What is being asked
Copy out every line of the data below word for word, leaving out the pictures.

-=-=-

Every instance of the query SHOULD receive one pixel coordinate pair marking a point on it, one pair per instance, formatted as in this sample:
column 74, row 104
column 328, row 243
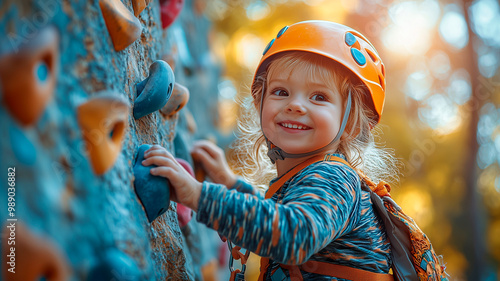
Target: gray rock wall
column 83, row 216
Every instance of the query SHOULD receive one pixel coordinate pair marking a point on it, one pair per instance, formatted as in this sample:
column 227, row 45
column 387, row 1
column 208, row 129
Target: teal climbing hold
column 153, row 191
column 114, row 265
column 23, row 148
column 154, row 91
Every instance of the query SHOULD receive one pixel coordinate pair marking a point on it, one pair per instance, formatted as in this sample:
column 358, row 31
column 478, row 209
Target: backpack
column 413, row 255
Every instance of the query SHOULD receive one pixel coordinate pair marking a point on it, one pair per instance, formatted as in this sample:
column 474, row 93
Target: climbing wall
column 83, row 84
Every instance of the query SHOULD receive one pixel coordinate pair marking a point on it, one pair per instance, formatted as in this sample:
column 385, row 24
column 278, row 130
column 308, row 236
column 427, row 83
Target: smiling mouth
column 294, row 126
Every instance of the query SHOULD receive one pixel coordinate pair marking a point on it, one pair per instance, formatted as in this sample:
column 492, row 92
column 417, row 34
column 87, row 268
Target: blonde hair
column 357, row 142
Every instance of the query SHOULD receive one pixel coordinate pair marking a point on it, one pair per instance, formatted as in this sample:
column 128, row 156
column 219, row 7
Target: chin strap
column 275, row 153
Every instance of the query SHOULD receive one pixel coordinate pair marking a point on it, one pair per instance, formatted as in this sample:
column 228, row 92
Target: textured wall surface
column 58, row 196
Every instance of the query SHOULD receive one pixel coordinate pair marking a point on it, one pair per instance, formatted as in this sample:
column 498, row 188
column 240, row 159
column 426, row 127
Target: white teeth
column 293, row 126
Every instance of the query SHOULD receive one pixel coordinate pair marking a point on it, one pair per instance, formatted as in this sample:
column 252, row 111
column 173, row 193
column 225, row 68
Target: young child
column 319, row 90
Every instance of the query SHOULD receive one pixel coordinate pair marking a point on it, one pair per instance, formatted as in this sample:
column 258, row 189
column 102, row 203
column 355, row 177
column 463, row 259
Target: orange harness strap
column 323, row 268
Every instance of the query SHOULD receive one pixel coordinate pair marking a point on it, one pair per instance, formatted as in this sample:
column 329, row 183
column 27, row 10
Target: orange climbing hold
column 123, row 27
column 34, row 257
column 139, row 6
column 103, row 120
column 28, row 76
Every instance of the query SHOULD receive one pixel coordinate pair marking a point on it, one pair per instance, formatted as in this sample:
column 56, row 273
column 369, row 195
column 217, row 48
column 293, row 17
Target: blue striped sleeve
column 314, row 207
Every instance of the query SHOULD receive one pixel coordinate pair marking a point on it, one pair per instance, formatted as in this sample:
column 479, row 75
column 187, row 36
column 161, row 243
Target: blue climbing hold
column 153, row 191
column 350, row 39
column 268, row 46
column 358, row 56
column 282, row 31
column 23, row 148
column 114, row 265
column 154, row 91
column 42, row 71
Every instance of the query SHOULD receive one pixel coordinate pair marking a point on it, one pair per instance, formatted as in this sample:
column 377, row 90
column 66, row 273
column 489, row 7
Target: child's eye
column 319, row 97
column 279, row 92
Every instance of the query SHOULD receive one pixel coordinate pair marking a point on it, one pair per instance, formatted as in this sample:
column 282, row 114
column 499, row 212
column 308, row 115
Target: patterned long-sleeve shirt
column 319, row 214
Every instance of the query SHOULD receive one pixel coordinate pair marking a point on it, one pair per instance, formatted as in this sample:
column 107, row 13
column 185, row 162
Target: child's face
column 300, row 113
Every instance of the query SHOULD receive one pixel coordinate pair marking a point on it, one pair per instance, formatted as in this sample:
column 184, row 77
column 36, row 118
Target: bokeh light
column 453, row 28
column 412, row 22
column 434, row 92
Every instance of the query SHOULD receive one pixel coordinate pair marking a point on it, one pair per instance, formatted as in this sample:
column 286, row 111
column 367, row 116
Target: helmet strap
column 275, row 153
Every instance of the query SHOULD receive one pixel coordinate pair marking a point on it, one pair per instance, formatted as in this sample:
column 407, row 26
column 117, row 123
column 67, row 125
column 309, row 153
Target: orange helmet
column 337, row 42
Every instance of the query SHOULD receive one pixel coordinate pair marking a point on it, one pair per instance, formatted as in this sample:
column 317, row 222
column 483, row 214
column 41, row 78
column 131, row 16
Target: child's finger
column 158, row 152
column 204, row 157
column 213, row 150
column 163, row 171
column 159, row 161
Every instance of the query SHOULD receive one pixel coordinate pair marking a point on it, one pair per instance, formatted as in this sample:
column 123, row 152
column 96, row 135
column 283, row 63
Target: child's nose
column 296, row 106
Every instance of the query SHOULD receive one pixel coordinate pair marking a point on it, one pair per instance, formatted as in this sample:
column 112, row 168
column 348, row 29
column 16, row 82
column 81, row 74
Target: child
column 319, row 90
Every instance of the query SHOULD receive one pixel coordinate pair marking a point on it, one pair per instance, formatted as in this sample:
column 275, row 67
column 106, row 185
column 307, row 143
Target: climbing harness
column 413, row 255
column 235, row 254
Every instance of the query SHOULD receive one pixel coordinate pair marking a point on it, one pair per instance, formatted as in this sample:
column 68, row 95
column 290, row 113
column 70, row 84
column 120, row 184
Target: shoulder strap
column 288, row 175
column 313, row 266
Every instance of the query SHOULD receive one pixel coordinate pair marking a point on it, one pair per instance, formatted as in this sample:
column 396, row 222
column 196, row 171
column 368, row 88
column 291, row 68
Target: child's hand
column 214, row 162
column 184, row 188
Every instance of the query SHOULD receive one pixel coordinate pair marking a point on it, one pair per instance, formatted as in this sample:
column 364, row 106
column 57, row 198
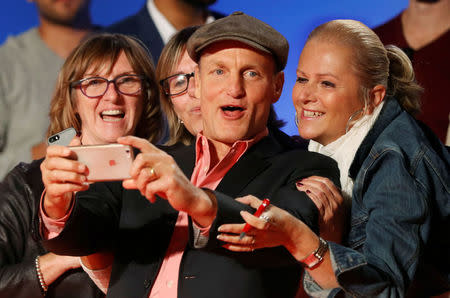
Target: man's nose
column 235, row 86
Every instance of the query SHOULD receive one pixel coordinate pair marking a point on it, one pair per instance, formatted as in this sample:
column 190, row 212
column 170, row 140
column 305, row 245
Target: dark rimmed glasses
column 176, row 84
column 128, row 84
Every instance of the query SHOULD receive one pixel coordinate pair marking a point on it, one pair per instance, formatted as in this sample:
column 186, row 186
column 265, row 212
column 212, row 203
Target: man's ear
column 279, row 82
column 376, row 96
column 197, row 81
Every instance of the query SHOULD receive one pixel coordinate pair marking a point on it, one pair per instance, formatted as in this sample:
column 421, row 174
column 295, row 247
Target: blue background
column 293, row 18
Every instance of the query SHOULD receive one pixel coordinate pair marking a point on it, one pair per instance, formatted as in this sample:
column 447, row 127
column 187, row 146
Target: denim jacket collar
column 390, row 110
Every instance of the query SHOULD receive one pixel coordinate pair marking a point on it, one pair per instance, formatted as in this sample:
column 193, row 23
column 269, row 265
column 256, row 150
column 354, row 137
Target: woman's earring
column 350, row 119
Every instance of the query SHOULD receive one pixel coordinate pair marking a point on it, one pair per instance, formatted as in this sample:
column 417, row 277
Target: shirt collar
column 165, row 28
column 202, row 140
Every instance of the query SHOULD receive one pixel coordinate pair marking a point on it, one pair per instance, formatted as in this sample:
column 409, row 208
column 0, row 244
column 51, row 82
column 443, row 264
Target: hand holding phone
column 108, row 162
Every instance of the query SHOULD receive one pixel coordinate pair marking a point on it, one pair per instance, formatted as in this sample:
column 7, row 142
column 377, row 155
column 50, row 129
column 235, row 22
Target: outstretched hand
column 268, row 230
column 330, row 202
column 154, row 172
column 62, row 175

-=-=-

Answer for the task
Every instance of the query SHOULD receive one pixel coordinate pair marking a point on it, one pair per instance, formatted as in this sample:
column 74, row 104
column 328, row 243
Target: gray rock wall
column 83, row 216
Every instance of the query SHOULD receive one pixel coordinate pair marking a point on it, one pair per instance, formatted as in this sample:
column 227, row 45
column 387, row 1
column 208, row 129
Target: teal climbing hold
column 153, row 191
column 114, row 265
column 23, row 148
column 154, row 91
Every instance of the query SHOULD receive one pixel coordinate pair marking a point on it, one pair per instance, formatted as in this sample:
column 358, row 31
column 478, row 209
Target: backpack
column 413, row 255
Every instance of the query SHOULD receive one pixel coordinate pair marking a point on it, one pair per instance, formatted as in this sample:
column 474, row 93
Target: climbing wall
column 83, row 84
Every instance of the query SHOULD receive one pixel coordinate pair marking a point on it, one pair per instance, formatted as in this sample:
column 385, row 24
column 278, row 130
column 308, row 236
column 427, row 83
Target: smiling mouth
column 294, row 126
Every instance of the query SHOULD receive one pixel coordinate pair marking a point on it, one pair per instance, formatted as in this sample:
column 492, row 92
column 417, row 34
column 87, row 268
Target: blonde hair
column 357, row 142
Every instance of the query SHOULD receive one pixel coordinate pair marking a point on it, one pair per instance, formatted as in this sample:
column 128, row 156
column 219, row 7
Target: chin strap
column 275, row 153
Every instance of the query SHOULD receive one pixel coordinate pair marking a point on it, one pair per instance, formatted as in this sample:
column 228, row 92
Target: textured wall surface
column 58, row 196
Every instance of the query SHOULD receive one pixel coordinate pair marking a point on it, one pair per instance, formatted as in this sample:
column 498, row 188
column 240, row 159
column 426, row 127
Target: white teeth
column 293, row 126
Every instance of the query SHOULD receive one pixel coordinate pair marking a point on it, one pair per instance, formatted as in this sample:
column 252, row 111
column 173, row 193
column 225, row 68
Target: young child
column 319, row 90
Every instance of the query SHOULD receive one pixel coordinate pair marking a point on it, one pair per instance, formatted as in this sample:
column 258, row 189
column 102, row 203
column 355, row 177
column 463, row 259
Target: orange harness strap
column 323, row 268
Every instance of the query SHOULD receive one pixel coordinate pair marking a point on it, one pair per instance, formatted as in this sample:
column 329, row 183
column 27, row 10
Target: orange climbing hold
column 123, row 27
column 34, row 257
column 139, row 6
column 103, row 120
column 28, row 76
Every instance of the query SHOULD receive one pixel coordinate pair marking a point on it, one pair per instance, formatted as in this sample:
column 56, row 273
column 369, row 195
column 217, row 48
column 293, row 17
Target: blue striped sleeve
column 314, row 207
Every instance of the query SHOULD receive one pixel coordinate pair marking a point on it, one pair per instance, formatted as in this sample:
column 479, row 75
column 187, row 36
column 161, row 243
Target: blue climbing hold
column 153, row 191
column 350, row 39
column 268, row 46
column 358, row 56
column 282, row 31
column 23, row 148
column 114, row 265
column 154, row 91
column 42, row 71
Every instance of the query SHOULD receive one pixel coordinate pair marking a point on it, one pair per instance, formatted as in this sample:
column 377, row 90
column 66, row 273
column 489, row 7
Target: child's eye
column 319, row 97
column 279, row 92
Every instance of the query SHOULD receive one pixel coordinate pair marking a point on it, one pair per instance, formatted as in this sample:
column 282, row 114
column 499, row 212
column 308, row 115
Target: patterned long-sleeve shirt
column 319, row 214
Every instance of the query SHOULD receive one pixel coordinate pair marking a point on it, one pair per instance, formatted as in this sample:
column 107, row 13
column 185, row 162
Target: child's face
column 300, row 113
Every instance of the query SHOULD receive one pixel coordinate pair marking a point on it, one pair per instance, formatted as in this sample:
column 184, row 77
column 36, row 118
Target: bokeh light
column 453, row 28
column 412, row 22
column 434, row 92
Every instance of the query SHOULD receive one pixel coordinate pair marking a point on it, one pair per instance, formatted as in this sample:
column 286, row 111
column 367, row 116
Target: helmet strap
column 275, row 153
Every instance of the query SHOULD receive one pixel coordinate pair marking a point on it, one pair per instance, formatted as in this sample:
column 407, row 26
column 117, row 123
column 67, row 125
column 309, row 153
Target: orange helmet
column 337, row 42
Every instance of the query SHOULD receive one pixel coordinate pair marking a point on it, one pair per instance, formatted as in this sample:
column 317, row 222
column 483, row 214
column 41, row 78
column 131, row 16
Target: child's finger
column 158, row 152
column 204, row 157
column 213, row 150
column 163, row 171
column 159, row 161
Every instance of the query SHOULD receive one pixel coordinate pair marking a point on it, one pair per instance, formatted as in this sample:
column 123, row 152
column 96, row 135
column 283, row 63
Target: child's nose
column 296, row 106
Every instance of the query SHOULD receive one pixel coordinate pair marking a point on it, one pair per instance, formatted as in this sample:
column 112, row 168
column 348, row 29
column 16, row 82
column 81, row 74
Target: child
column 319, row 90
Every instance of the query SHOULD receive one pixel coordinate pair marking a point on it, one pair per instance, formatted as in this sample:
column 275, row 67
column 106, row 185
column 307, row 143
Target: climbing harness
column 413, row 255
column 235, row 254
Every instance of the query SHOULD receive one pixel coordinate pair marking a point on it, one pair per instance, formatted as in this sample:
column 68, row 95
column 290, row 113
column 70, row 84
column 120, row 184
Target: shoulder strap
column 288, row 175
column 313, row 266
Every instance of the query SHOULD receive one pixel coordinate pair marking a point on it, one pair per instance, formatted as in this sample:
column 396, row 222
column 196, row 171
column 368, row 88
column 291, row 68
Target: child's hand
column 214, row 162
column 184, row 188
Every instance of the query SHOULD receive one pixel coordinate pair marking a point on it, one pair per instance, formatted as in this sample:
column 364, row 106
column 57, row 198
Target: man's nose
column 235, row 86
Every instance of the query SHOULD receive one pixel coordinate pair marking a point on it, one pair per instance, formatted as in this sample:
column 190, row 212
column 170, row 140
column 305, row 245
Target: dark rimmed glasses
column 176, row 84
column 128, row 84
Every instance of the query SHOULD receive one pixel coordinate pair marking a point on it, one pair per instance, formatted as in this sample:
column 186, row 186
column 265, row 212
column 212, row 203
Target: man's ear
column 279, row 82
column 376, row 96
column 197, row 81
Every instance of the query SHOULD receive one pixel coordinate pair marking a point on it, one pair per instance, formatted as in this sample:
column 421, row 174
column 295, row 247
Target: blue background
column 293, row 18
Every instance of the query SHOULD receive one pixel coordinate pair marking a point on it, one pair per instance, formatted as in this sample:
column 447, row 127
column 187, row 146
Target: denim jacket collar
column 390, row 110
Every instance of the query SHOULD receive one pixel coordinate pair marking a point on it, one pair per instance, formatted as in this sample:
column 193, row 23
column 269, row 265
column 256, row 150
column 354, row 137
Target: woman's earring
column 350, row 119
Every instance of the query SHOULD receive one pixel coordinate pair marking a point on it, one pair per instance, formatted as in this sample:
column 417, row 277
Target: shirt collar
column 165, row 28
column 202, row 140
Every instance of the query SHOULD receive one pixel coordinate pair marking a point on it, one pair per instance, formatted as in this sample:
column 409, row 208
column 0, row 244
column 51, row 82
column 443, row 264
Target: hand holding phone
column 108, row 162
Every instance of the query SHOULD receive one pixel coordinate pair marking a point on it, one pair per instance, formatted as in this sample:
column 7, row 142
column 377, row 155
column 50, row 129
column 235, row 22
Target: outstretched hand
column 268, row 230
column 330, row 202
column 154, row 172
column 62, row 175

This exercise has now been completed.